# STATED TASK
Answer these questions about the forum thread below, one per line:
1. Which transistor models does the resetter parts list name?
2. In the pinout given for the C42 flat cable, what is pin 3?
3. Which printer model does melmel say they have owned for about two years?

# TEXT SHOWN
++++++++

Also, you will see that you can direct head cleaning efforts to the black set of nozzles (or the color) only and not have to torch the entire head. 

A very useful feature.


----------



## mybumpybut (May 19, 2007)

When I was browsing the help file for the ssc service utility I came across this set of instructions and thought this was the chip reset tool you spoke of.
Im confused now.


Add-on device (resetter)

For assembling stage you need:
- solderer and solder alloy
- multimeter instrument
- 25-conductor flat cable, 1 meter, (it is possible to use part of more wide flat cable)
- DI-25m connector (25 contacts, male, with flat cable mount)
- small wiring board
- 7 resistors (rated values are depicted on electric circuit)
- 4 Zener diodes C1-C4 (stabilitrons, use any 0.5w, 3.3v, like BZX55C 3V3)
- 1 transistor T1 ( BC546C, BC547C or similar ones)

- RJ45 socket

Below you'll find electric circuit of add-on device.
Wiring board is marked by semitransparent light-green color.
On picture you'll find pinout for all used components.



Insert flat cable (use approx. 0.5m) in connector mount and fix it.
Solder all circuit on wiring board.
Now solder flat cable from connector and small flat cable (about 0.3m) what'll lead to chip contactor.

Study how chip contactor looks like in your printer head.

Using suitable RJ45 socket it is possible to make some resemblance of original contactor by slightly breaking socket,
then by cutting and bending necessary thin springy contacts similarly to original contactor. Then you must solder small
flat cable to contactor. Use contacts pinout shown on chip picture.

For users of C42 or similar printers, with small flat cable leading to chips. You can buy similar flexible flat cable and use your
print head as contactor by removing original flat cable and inserting yours. Pinout for C42 flat cable : 1-RST,2-3V,3-DTA,4-GND,5-CLK. 

It is possible to make contactor using socket contacts and piece of transparent plastic with small holes.
You you invented some other easy and suitable way to make good contactor, write us about it, we'll add your instructions here.


----------



## jflan (May 29, 2005)

I would only recommend something like that on April Fool's day :grin:
Hope you have your aforementioned situation sorted.


----------



## mybumpybut (May 19, 2007)

I just bouhgt some new cartriges and got tricked out of a PIZZA


----------



## Kalim (Nov 24, 2006)

Usually low quality refills will cause this problem.


----------



## melmel (Sep 20, 2007)

Hi Everone,
Can anyone help me, I have had my epson cx3200 for about two years and never a prob, have just brought some cheap (er) ink cartridges from a little shop who told me they would be the same as the others, having put them in the printing is very light and lines are wavy.
Does anyone know how to fix this or is a prob when you buy cheap ink refils?
Thanks Mel.


----------



## jflan (May 29, 2005)

Welcome to TSF :wave:

I would definitely suspect a problem with those refills.
If they were mine, I would return them.

++++++++

# DATASET ROWS
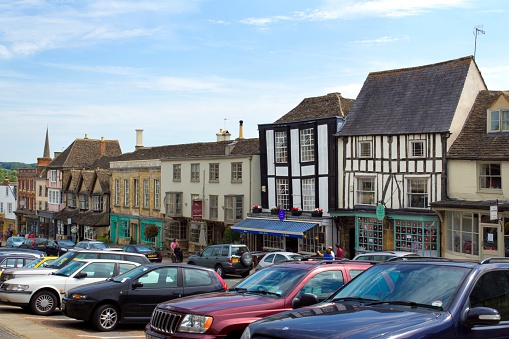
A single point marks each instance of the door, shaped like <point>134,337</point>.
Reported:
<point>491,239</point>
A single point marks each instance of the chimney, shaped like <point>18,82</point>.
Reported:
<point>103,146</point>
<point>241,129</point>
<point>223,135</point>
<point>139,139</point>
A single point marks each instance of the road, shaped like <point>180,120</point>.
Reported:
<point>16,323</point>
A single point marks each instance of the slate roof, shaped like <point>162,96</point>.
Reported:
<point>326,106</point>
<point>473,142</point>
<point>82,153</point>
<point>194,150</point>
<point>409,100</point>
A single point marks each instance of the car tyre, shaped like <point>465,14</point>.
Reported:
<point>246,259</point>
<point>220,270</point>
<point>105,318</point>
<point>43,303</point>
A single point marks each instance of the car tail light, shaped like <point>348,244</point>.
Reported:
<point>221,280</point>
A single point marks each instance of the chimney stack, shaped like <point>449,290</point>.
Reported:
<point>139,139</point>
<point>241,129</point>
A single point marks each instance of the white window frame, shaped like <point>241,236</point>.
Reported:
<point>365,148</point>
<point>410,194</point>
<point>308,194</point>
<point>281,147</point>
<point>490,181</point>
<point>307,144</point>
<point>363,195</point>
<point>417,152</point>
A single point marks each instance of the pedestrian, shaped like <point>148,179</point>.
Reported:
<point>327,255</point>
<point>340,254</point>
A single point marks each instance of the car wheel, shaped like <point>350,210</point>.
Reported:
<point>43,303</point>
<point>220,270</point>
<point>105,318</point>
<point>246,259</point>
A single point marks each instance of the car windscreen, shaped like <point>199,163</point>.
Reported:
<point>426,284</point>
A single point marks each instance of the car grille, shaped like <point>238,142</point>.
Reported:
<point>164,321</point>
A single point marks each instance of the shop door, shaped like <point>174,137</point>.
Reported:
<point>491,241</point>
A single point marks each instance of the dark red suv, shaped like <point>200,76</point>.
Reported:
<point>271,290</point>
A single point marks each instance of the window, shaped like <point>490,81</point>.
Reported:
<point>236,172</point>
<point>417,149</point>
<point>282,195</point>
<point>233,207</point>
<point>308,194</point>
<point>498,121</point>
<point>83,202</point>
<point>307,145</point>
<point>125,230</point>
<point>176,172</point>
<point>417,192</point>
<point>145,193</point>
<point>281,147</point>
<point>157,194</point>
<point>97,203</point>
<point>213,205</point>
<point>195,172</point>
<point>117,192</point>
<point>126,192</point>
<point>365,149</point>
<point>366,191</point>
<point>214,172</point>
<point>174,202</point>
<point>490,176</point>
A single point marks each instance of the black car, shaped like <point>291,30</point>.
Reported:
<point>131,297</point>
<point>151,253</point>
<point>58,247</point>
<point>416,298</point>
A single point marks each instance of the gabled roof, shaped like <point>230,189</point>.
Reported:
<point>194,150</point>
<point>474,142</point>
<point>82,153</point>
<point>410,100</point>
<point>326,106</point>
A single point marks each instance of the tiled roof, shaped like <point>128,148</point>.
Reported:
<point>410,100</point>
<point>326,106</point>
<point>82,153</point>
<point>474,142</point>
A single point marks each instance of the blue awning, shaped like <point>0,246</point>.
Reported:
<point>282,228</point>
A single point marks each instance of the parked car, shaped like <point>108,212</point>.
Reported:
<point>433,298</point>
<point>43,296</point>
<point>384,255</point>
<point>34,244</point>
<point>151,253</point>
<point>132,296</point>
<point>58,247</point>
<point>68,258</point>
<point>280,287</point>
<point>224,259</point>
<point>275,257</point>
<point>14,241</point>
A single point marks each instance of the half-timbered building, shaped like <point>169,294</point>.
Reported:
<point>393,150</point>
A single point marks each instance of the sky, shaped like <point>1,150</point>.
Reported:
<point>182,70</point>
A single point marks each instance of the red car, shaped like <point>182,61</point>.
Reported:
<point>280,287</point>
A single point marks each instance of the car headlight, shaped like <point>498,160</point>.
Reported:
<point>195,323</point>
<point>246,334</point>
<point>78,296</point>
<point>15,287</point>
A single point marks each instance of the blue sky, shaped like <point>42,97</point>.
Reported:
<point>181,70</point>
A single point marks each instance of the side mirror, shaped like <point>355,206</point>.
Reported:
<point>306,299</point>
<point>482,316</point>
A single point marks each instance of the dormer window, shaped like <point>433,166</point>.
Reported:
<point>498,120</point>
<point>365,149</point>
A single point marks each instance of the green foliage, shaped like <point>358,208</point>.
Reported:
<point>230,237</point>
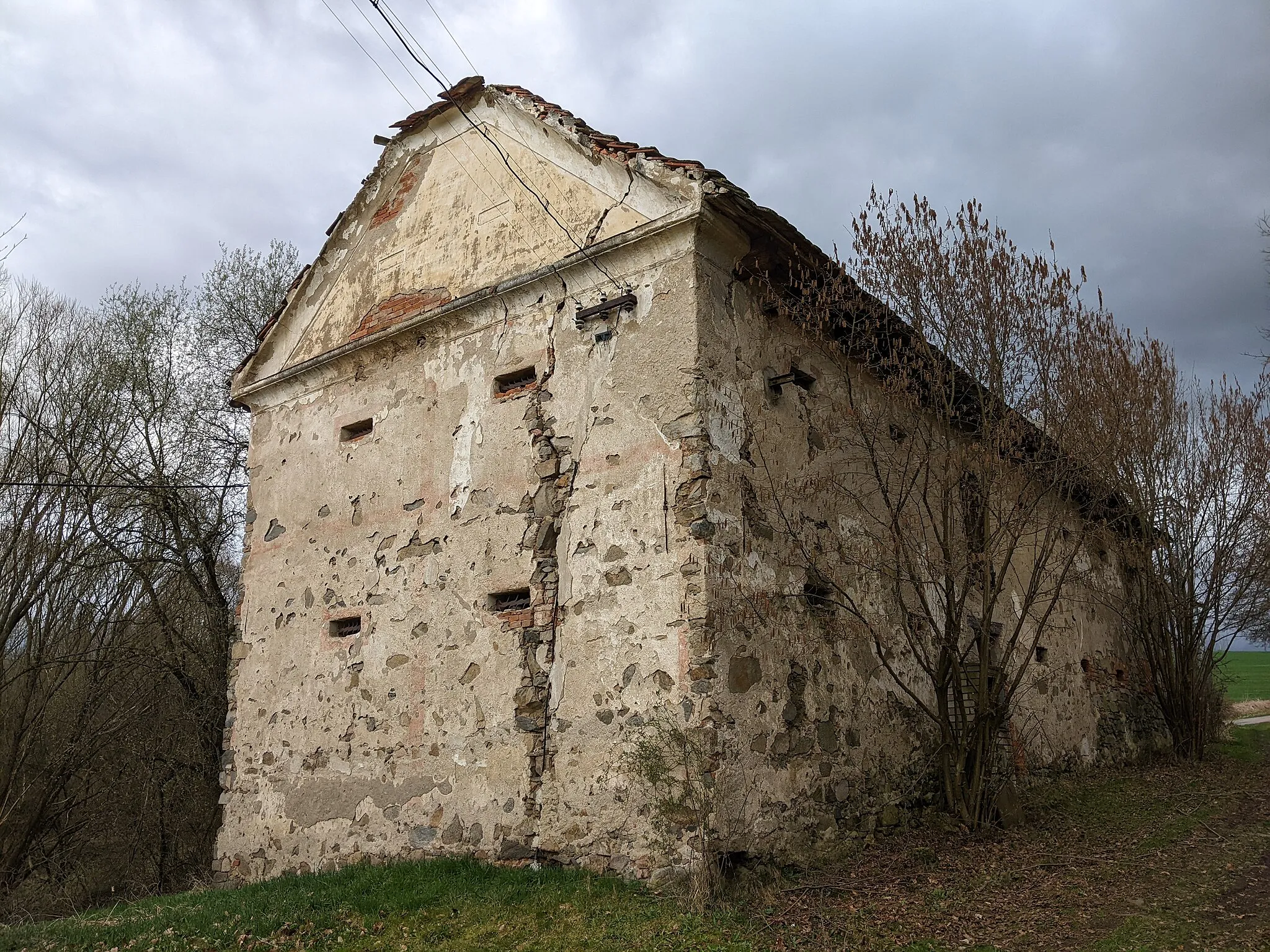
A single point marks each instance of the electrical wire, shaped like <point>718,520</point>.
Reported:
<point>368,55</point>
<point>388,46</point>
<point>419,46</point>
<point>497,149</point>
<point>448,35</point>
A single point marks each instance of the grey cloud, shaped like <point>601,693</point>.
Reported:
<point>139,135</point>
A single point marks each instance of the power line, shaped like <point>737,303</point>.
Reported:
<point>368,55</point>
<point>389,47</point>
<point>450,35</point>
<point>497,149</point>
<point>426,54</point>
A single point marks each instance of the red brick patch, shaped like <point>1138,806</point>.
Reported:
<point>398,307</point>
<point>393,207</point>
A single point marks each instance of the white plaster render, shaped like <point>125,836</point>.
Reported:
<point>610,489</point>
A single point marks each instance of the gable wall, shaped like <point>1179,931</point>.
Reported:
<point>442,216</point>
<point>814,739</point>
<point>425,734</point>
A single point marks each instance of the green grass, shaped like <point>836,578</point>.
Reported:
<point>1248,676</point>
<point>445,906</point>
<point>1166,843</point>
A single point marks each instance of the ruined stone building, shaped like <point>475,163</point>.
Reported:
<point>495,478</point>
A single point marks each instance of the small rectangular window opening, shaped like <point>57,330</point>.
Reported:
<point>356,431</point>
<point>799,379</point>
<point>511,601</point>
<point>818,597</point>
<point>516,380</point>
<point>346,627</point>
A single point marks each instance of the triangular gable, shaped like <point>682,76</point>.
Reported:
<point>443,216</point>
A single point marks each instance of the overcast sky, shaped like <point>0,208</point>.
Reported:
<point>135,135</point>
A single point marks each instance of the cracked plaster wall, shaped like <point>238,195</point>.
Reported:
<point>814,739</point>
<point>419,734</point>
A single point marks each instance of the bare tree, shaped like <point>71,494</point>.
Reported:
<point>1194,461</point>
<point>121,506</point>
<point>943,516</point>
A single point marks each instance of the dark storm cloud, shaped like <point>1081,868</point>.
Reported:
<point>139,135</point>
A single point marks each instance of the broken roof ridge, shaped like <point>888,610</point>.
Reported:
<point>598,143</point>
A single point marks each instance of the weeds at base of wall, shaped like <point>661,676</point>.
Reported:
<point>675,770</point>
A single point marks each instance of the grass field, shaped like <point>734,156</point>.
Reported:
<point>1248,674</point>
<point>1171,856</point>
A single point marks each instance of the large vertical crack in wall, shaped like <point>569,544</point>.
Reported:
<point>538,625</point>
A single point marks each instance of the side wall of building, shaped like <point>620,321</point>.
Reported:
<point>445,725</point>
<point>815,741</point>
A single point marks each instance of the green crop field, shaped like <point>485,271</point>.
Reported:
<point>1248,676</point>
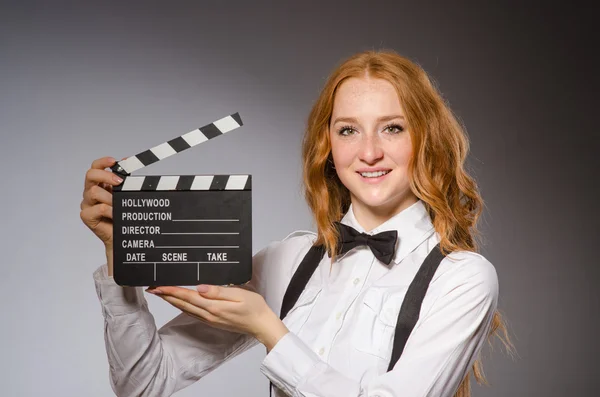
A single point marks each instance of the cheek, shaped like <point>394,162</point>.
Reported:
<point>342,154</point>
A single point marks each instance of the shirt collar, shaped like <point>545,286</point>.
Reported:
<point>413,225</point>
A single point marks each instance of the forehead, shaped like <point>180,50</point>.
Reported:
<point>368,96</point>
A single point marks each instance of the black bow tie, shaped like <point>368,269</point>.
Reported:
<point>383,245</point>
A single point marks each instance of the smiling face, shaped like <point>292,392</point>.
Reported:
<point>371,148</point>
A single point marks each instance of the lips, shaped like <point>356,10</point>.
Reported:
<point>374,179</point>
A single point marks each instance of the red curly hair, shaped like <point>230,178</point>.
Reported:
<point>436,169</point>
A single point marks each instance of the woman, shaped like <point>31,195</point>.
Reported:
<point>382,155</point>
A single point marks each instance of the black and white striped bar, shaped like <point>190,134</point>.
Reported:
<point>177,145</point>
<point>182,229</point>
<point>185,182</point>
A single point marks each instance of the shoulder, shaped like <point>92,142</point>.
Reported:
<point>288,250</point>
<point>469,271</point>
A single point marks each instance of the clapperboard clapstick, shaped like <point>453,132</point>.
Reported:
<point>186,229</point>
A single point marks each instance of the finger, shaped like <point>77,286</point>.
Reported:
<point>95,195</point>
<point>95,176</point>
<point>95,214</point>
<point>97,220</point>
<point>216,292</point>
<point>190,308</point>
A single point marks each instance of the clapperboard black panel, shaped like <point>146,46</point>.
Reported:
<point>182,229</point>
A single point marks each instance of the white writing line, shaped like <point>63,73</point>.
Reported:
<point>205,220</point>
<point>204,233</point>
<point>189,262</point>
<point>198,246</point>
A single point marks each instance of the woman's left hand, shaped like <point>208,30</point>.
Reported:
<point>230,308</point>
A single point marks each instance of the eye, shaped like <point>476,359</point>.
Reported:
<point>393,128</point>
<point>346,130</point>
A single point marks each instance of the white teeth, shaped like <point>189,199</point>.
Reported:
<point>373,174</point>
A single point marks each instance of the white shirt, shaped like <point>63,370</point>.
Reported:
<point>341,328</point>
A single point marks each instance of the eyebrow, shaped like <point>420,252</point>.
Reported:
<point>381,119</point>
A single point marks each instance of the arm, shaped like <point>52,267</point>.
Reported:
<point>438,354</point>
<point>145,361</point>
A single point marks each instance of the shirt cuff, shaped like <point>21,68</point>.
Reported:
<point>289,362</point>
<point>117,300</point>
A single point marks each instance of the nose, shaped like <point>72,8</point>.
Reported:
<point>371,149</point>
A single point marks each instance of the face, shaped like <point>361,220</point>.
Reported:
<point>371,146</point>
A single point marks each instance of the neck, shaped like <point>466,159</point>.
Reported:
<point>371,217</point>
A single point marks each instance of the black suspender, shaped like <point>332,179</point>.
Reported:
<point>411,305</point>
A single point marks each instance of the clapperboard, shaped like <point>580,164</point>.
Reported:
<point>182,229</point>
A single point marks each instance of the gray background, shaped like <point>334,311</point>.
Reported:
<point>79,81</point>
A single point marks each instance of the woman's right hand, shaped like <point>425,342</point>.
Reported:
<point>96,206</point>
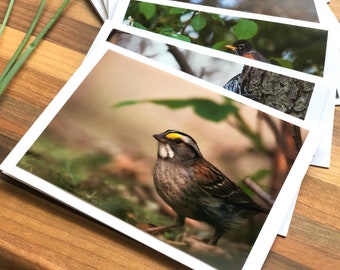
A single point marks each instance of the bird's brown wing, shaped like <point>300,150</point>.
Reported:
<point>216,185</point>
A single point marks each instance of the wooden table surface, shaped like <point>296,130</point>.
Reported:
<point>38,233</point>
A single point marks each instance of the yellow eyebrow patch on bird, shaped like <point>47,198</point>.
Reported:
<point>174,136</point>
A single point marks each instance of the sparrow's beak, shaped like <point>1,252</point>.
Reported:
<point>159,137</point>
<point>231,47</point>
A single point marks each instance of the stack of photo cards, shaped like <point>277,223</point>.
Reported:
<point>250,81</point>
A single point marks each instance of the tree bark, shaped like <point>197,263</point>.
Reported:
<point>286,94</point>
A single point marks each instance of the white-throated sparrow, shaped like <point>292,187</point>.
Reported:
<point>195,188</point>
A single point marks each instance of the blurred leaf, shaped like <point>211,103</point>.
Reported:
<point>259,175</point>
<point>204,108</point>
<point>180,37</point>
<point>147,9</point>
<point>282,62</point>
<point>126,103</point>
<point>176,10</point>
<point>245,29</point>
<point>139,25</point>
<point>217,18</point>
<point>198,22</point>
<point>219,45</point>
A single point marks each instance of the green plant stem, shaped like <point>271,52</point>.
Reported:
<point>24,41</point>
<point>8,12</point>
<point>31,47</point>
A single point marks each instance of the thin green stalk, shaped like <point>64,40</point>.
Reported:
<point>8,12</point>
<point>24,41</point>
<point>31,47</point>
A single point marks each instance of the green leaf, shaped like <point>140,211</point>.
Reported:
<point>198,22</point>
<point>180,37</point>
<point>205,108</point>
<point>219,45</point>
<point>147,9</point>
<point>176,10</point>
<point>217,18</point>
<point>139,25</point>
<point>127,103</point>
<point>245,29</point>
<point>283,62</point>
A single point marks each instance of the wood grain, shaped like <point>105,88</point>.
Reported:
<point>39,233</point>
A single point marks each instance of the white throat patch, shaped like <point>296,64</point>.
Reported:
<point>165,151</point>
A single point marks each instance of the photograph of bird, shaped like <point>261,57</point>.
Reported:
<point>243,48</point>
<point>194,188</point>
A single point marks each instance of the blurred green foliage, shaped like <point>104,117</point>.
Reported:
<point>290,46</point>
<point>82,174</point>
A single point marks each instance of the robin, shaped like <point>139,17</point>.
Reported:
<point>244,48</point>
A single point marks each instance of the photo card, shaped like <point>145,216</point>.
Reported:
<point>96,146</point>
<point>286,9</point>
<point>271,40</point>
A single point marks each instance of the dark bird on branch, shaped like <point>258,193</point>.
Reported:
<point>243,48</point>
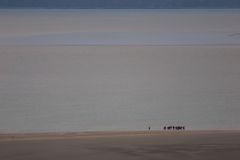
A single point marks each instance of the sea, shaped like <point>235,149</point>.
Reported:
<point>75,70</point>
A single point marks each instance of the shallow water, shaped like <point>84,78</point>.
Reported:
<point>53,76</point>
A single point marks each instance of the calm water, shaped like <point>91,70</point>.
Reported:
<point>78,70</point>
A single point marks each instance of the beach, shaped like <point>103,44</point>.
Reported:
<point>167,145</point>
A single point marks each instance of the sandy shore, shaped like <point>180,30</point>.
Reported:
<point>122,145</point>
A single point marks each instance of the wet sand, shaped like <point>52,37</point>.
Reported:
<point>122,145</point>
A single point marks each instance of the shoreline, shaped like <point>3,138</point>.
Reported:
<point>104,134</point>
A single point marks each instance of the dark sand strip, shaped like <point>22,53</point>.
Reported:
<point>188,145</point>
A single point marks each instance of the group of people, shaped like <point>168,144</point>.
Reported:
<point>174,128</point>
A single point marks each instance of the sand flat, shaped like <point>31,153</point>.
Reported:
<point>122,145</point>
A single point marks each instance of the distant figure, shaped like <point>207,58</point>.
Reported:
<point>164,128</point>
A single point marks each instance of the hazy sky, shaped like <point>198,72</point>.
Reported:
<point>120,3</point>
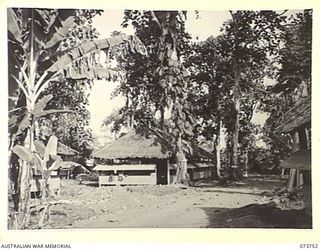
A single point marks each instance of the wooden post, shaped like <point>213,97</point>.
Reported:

++++++++

# RESULT OF THIS EXERCISE
1. BC546C, BC547C, or similar ones
2. DTA
3. Epson cx3200